> _书面指令_:
请把从含有“Where can the white”的那一行到含有“<point>154,412</point>”的那一行重新写一遍，将其中的“Target”换成“Object”，其余内容保持不变。

原始记录
++++++++

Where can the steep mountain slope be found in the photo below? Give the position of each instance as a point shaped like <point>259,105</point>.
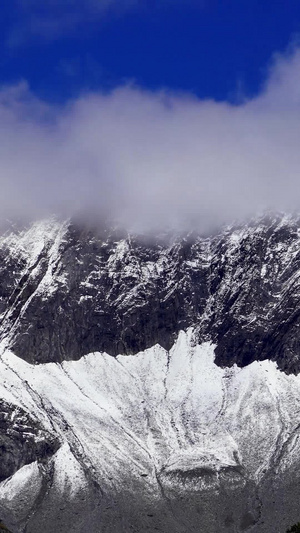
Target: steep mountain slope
<point>150,386</point>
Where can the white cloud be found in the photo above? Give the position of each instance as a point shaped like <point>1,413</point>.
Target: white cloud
<point>153,158</point>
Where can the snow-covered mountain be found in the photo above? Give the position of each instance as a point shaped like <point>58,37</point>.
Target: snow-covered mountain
<point>150,384</point>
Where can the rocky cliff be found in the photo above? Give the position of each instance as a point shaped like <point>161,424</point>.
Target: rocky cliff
<point>150,384</point>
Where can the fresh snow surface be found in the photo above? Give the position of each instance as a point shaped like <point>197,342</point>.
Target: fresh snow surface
<point>154,412</point>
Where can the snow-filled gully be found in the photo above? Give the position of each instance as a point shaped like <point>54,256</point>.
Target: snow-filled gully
<point>155,418</point>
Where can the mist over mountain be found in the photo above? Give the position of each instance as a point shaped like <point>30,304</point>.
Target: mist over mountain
<point>153,160</point>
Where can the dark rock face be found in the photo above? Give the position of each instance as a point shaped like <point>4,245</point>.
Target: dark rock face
<point>89,290</point>
<point>22,440</point>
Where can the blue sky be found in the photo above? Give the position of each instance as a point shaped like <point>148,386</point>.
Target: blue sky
<point>156,113</point>
<point>219,49</point>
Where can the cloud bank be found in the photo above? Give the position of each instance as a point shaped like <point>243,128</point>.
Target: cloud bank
<point>153,159</point>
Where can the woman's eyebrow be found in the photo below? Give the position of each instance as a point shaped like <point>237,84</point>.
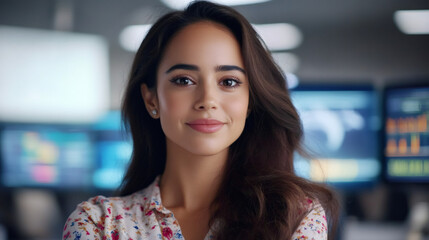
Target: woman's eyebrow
<point>220,68</point>
<point>223,68</point>
<point>182,66</point>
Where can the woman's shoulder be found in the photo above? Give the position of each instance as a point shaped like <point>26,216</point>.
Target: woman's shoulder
<point>314,225</point>
<point>102,215</point>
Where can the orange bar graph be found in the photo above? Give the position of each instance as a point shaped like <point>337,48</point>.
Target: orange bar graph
<point>417,124</point>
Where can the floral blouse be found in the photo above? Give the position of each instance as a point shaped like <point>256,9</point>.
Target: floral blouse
<point>141,216</point>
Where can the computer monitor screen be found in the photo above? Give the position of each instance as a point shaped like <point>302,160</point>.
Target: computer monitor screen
<point>114,150</point>
<point>35,156</point>
<point>407,134</point>
<point>341,129</point>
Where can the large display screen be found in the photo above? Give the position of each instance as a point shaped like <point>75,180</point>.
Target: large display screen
<point>114,149</point>
<point>341,128</point>
<point>34,156</point>
<point>93,157</point>
<point>407,134</point>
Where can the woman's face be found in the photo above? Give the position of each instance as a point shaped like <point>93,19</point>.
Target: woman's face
<point>202,89</point>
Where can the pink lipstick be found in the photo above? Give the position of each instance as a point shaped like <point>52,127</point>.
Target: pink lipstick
<point>206,125</point>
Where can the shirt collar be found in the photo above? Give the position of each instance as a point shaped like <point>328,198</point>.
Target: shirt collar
<point>152,199</point>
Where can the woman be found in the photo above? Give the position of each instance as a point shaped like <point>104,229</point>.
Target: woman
<point>214,133</point>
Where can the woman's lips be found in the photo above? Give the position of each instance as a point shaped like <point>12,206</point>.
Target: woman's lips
<point>206,125</point>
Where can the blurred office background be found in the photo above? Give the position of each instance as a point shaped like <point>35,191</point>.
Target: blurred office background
<point>358,72</point>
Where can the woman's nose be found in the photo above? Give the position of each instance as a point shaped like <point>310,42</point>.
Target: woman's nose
<point>206,97</point>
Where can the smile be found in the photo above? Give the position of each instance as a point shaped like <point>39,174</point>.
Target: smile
<point>206,125</point>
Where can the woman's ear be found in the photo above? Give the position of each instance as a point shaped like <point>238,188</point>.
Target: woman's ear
<point>150,100</point>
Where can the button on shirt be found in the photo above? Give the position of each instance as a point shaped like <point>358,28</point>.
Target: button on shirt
<point>141,216</point>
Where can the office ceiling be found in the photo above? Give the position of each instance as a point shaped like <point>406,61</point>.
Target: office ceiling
<point>344,41</point>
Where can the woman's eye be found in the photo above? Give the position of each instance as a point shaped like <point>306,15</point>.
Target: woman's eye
<point>182,81</point>
<point>230,82</point>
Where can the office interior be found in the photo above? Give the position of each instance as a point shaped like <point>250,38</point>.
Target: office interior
<point>357,74</point>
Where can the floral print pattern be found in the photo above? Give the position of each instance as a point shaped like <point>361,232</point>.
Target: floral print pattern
<point>141,216</point>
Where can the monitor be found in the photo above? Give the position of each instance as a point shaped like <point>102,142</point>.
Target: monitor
<point>407,134</point>
<point>341,128</point>
<point>46,156</point>
<point>114,149</point>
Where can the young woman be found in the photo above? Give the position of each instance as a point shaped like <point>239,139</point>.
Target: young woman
<point>214,134</point>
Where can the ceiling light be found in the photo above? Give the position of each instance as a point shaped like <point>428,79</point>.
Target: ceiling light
<point>412,21</point>
<point>279,36</point>
<point>132,36</point>
<point>288,62</point>
<point>175,4</point>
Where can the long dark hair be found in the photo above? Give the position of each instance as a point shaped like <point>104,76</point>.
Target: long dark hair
<point>260,197</point>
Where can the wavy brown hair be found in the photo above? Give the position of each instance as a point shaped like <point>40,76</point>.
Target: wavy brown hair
<point>260,196</point>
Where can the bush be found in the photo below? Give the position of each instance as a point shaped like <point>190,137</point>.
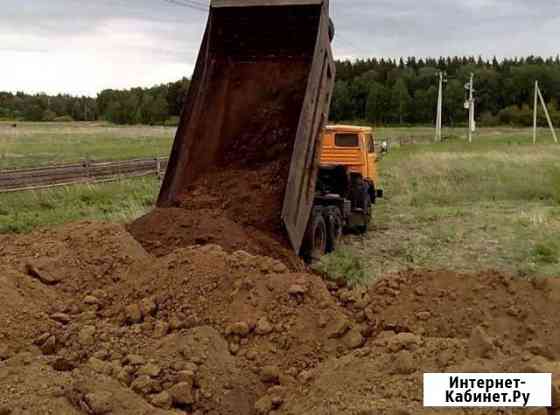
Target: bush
<point>172,121</point>
<point>64,118</point>
<point>546,252</point>
<point>343,264</point>
<point>48,115</point>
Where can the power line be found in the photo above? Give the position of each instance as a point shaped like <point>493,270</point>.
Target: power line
<point>191,4</point>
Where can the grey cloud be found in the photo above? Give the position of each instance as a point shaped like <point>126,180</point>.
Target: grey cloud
<point>365,28</point>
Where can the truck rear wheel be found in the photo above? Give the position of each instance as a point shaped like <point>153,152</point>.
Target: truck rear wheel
<point>335,227</point>
<point>315,244</point>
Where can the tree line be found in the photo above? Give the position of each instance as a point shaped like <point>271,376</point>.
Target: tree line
<point>404,91</point>
<point>375,91</point>
<point>157,105</point>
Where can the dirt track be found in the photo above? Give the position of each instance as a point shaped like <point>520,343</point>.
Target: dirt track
<point>91,323</point>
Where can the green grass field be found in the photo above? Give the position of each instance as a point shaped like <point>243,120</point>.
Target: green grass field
<point>493,204</point>
<point>40,144</point>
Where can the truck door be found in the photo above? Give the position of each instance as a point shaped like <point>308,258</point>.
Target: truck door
<point>371,158</point>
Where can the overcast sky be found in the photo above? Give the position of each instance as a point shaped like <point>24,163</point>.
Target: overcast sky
<point>84,46</point>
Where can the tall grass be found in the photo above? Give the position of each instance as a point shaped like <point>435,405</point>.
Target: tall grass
<point>39,144</point>
<point>119,202</point>
<point>493,204</point>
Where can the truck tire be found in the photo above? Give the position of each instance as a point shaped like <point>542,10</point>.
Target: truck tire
<point>362,229</point>
<point>316,236</point>
<point>335,227</point>
<point>331,30</point>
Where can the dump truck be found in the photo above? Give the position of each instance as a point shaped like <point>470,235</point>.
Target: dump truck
<point>261,92</point>
<point>347,188</point>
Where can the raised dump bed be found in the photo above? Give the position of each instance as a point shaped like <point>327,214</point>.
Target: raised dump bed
<point>249,137</point>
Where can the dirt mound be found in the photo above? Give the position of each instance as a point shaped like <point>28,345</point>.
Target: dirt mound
<point>162,231</point>
<point>109,328</point>
<point>434,322</point>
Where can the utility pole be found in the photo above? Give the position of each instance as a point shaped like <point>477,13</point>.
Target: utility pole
<point>439,116</point>
<point>538,95</point>
<point>535,111</point>
<point>471,108</point>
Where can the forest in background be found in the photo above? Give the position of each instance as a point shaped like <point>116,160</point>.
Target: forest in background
<point>376,91</point>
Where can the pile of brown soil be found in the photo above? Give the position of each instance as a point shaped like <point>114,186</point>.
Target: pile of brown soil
<point>90,323</point>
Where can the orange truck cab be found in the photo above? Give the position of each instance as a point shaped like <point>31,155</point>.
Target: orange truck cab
<point>353,147</point>
<point>346,189</point>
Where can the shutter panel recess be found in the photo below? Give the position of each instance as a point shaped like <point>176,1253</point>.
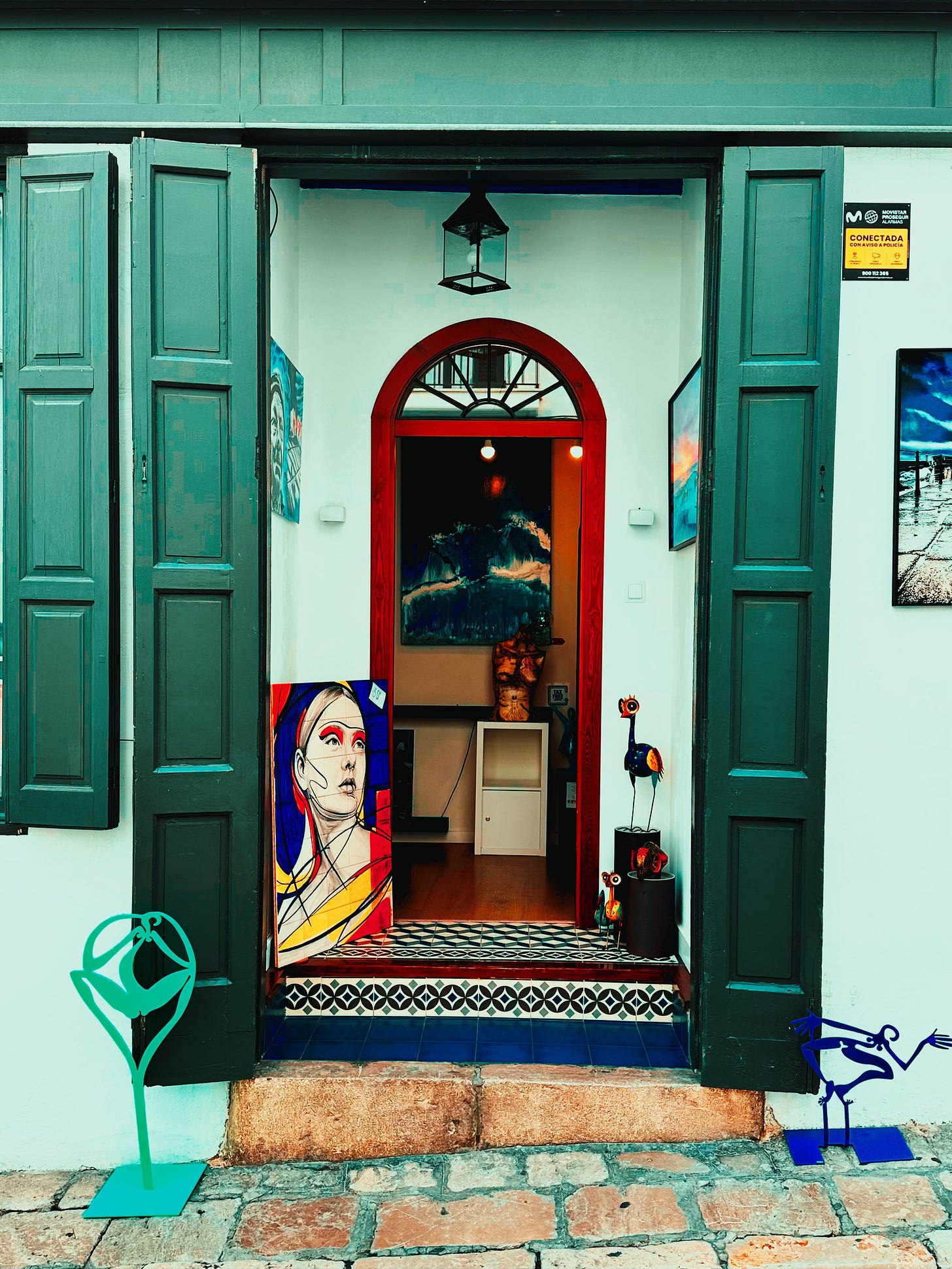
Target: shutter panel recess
<point>766,709</point>
<point>198,654</point>
<point>60,513</point>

++++++++

> _练习作答_:
Where can the white cloud be found in the photo above? Give the position of each instance as a point shaped like <point>1,413</point>.
Object: white cloud
<point>153,158</point>
Where can the snow-covered mountain be found in the photo above? Give the position of each instance as a point shaped like <point>58,37</point>.
Object: snow-covered mountain
<point>150,384</point>
Where can the rocky cliff be found in the photo above? Give the position of each instance as a point shaped like <point>161,424</point>.
Object: rocky cliff
<point>150,384</point>
Where can the fresh snow surface be found in the photo above? Give the position of each instance as a point shaped like <point>197,342</point>.
Object: fresh snow surface
<point>154,412</point>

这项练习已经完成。